### [Goal of the exercise]
Could the lines from the one containing "positive clicks: (358, 193) (362, 199)" through the end of the material below be returned exactly, with nothing else?

### [Data for analysis]
+--
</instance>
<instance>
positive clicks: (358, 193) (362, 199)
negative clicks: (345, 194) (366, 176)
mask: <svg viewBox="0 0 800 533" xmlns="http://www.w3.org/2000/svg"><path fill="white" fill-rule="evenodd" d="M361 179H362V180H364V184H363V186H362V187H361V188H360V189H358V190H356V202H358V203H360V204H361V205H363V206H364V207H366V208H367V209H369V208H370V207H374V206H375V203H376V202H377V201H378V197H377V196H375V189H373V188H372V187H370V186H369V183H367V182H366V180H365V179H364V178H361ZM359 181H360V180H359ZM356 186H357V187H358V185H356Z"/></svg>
+--
### [Answer section]
positive clicks: (358, 193) (362, 199)
negative clicks: (345, 194) (366, 176)
mask: <svg viewBox="0 0 800 533" xmlns="http://www.w3.org/2000/svg"><path fill="white" fill-rule="evenodd" d="M361 179H362V180H364V184H363V186H362V187H361V188H360V189H358V190H356V202H358V203H360V204H361V205H363V206H364V207H366V208H367V209H369V208H370V207H374V206H375V203H376V202H377V201H378V197H377V196H375V189H373V188H372V187H370V186H369V183H367V182H366V180H365V179H364V178H361ZM359 181H360V180H359ZM356 186H357V187H358V185H356Z"/></svg>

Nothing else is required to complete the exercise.